Teks yang Disediakan »
——

Denpasar (Metrobali.com)-

Wahana Lingkungan Hidup Indonesia (Walhi) mendesak Pemerintah Provinsi Bali membentuk Pejabat Pengelola Informasi dan Dokumentasi (PPID) untuk mempercepat akses publik terhadap informasi.

“Dengan tidak adanya PPID, badan publik bisa dengan seenaknya mengatakan informasi tersebut dikecualikan tanpa melakukan klasifikasi dan uji konsekuensi sehingga akan mempersulit masyarakat mendapat informasi,” kata Adi Sumiarta dari Divisi Advokasi dan Hukum Walhi Bali saat memnyampaikan pengaduan kepada Ombudsman RI Perwakilan Bali di Denpasar, Senin (10/6).

Walhi bersama Kekal Bali, Frontier Bali, dan Sloka Institute melaporkan Gubernur Bali dan Dinas Kehutanan setempat ke Ombudsman terkait belum di bentuknya PPID di lingkungan pemerintahannya.

——

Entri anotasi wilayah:

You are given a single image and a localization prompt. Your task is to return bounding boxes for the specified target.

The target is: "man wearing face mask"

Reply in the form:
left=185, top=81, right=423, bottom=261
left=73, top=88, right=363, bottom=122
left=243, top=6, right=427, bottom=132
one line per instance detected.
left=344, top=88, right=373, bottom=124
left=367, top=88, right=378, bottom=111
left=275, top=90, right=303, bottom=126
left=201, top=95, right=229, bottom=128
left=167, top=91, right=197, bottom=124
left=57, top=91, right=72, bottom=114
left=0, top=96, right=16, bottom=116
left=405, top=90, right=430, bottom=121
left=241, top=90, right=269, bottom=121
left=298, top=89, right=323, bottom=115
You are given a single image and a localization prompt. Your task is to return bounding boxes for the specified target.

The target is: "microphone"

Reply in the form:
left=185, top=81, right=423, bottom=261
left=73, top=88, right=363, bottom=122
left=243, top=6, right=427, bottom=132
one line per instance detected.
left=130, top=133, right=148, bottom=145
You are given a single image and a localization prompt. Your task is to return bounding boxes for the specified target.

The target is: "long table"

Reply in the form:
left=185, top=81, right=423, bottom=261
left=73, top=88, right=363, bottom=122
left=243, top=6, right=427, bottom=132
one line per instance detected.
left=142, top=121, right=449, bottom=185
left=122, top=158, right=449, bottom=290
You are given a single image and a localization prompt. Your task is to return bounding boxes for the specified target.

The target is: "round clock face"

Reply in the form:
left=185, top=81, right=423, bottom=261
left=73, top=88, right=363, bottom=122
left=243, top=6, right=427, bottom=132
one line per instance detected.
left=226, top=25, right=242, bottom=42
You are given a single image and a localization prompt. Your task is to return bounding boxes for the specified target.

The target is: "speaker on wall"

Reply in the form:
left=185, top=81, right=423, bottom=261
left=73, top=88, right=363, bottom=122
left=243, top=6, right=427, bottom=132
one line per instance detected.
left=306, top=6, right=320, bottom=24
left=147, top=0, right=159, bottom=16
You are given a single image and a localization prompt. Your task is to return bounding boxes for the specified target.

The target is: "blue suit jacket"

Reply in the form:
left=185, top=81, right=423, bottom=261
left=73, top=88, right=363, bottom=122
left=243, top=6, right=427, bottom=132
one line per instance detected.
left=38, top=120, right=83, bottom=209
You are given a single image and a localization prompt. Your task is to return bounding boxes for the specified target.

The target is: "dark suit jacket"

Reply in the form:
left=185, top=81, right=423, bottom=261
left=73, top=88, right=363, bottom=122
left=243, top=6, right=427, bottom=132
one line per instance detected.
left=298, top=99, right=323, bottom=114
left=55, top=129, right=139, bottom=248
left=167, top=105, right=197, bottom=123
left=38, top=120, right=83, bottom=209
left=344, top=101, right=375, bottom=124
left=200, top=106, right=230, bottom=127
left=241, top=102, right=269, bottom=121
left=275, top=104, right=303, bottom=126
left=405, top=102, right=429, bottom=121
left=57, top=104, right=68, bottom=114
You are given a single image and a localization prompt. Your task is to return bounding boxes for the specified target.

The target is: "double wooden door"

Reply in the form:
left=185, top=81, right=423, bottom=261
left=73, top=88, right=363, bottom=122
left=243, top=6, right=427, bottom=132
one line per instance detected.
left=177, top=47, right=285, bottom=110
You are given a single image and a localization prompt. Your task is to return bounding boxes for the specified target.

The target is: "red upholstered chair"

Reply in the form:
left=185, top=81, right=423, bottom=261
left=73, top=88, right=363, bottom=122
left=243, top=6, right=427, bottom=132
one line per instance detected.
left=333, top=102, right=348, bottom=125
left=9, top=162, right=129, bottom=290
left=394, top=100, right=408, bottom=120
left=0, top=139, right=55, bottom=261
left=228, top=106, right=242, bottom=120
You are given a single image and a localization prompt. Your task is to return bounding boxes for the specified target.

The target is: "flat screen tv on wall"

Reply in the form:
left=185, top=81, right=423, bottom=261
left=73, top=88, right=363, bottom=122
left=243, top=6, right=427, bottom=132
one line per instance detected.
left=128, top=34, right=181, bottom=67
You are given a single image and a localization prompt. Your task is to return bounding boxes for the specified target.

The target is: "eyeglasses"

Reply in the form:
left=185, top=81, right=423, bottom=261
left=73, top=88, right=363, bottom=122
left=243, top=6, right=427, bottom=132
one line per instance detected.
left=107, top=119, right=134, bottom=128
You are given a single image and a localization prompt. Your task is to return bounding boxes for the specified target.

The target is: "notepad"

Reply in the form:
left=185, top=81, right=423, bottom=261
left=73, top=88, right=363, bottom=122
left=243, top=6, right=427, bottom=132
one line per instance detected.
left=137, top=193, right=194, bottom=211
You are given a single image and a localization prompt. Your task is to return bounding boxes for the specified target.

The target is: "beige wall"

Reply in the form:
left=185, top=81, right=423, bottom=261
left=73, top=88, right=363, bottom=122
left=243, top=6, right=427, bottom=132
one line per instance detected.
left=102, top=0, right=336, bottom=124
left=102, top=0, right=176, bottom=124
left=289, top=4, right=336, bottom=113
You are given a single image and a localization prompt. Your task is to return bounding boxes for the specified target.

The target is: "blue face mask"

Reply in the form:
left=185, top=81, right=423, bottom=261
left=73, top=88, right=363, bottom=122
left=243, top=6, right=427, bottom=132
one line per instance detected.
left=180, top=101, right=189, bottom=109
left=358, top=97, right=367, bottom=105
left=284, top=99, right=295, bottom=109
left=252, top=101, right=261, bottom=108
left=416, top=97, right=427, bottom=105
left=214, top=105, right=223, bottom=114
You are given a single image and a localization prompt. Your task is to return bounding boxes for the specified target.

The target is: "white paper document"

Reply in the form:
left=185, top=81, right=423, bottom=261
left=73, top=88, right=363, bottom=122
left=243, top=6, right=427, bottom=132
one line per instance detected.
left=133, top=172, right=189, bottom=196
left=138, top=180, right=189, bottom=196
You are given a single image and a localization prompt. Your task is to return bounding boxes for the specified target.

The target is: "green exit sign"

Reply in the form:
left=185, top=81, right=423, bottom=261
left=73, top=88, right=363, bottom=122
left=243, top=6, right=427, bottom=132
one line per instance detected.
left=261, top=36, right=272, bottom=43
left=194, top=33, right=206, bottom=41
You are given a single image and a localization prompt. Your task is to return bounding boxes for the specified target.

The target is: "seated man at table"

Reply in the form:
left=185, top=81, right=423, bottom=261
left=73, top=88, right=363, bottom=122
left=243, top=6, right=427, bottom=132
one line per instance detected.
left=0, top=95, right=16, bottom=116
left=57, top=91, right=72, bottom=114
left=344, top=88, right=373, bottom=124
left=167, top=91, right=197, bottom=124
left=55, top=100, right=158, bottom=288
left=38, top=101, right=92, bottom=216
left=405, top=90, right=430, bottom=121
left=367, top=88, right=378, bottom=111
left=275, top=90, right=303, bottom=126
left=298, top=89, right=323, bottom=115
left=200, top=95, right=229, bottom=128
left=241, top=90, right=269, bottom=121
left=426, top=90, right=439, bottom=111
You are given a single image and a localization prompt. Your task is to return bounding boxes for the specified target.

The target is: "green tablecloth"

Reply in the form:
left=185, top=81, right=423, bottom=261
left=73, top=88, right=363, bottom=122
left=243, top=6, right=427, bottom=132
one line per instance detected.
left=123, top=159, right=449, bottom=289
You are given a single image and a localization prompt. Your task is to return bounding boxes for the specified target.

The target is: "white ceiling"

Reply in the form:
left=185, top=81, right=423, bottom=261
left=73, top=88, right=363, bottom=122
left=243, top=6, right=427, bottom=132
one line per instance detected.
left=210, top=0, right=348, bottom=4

——

Tugas yang Diberikan 1 » Sebutkan semua organisasi yang, menurut berita tentang PPID Bali, melaporkan Gubernur Bali dan Dinas Kehutanan setempat ke Ombudsman.
Tugas yang Diberikan 2 » Sajikan listing mulai dari awalnya hingga baris yang memuat "left=130, top=133, right=148, bottom=145", baris itu ikut disertakan, sebagai CSV dua kolom bernama teks dan jawaban. Buat satu baris CSV untuk tiap pasangan teks dan jawaban, letakkan setiap isian dalam tanda kutip, dan ganti jeda baris dengan spasi.

Hasil Latihan 1 » Walhi, Kekal Bali, Frontier Bali, dan Sloka Institute.

Hasil Latihan 2 »
teks,jawaban
"You are given a single image and a localization prompt. Your task is to return bounding boxes for the specified target. The target is: ""man wearing face mask"" Reply in the form: left=185, top=81, right=423, bottom=261 left=73, top=88, right=363, bottom=122 left=243, top=6, right=427, bottom=132 one line per instance detected.","left=344, top=88, right=373, bottom=124 left=367, top=88, right=378, bottom=111 left=275, top=90, right=303, bottom=126 left=201, top=95, right=229, bottom=128 left=167, top=91, right=197, bottom=124 left=57, top=91, right=72, bottom=114 left=0, top=96, right=16, bottom=116 left=405, top=90, right=430, bottom=121 left=241, top=90, right=269, bottom=121 left=298, top=89, right=323, bottom=115"
"You are given a single image and a localization prompt. Your task is to return bounding boxes for the specified target. The target is: ""microphone"" Reply in the form: left=185, top=81, right=423, bottom=261 left=73, top=88, right=363, bottom=122 left=243, top=6, right=427, bottom=132 one line per instance detected.","left=130, top=133, right=148, bottom=145"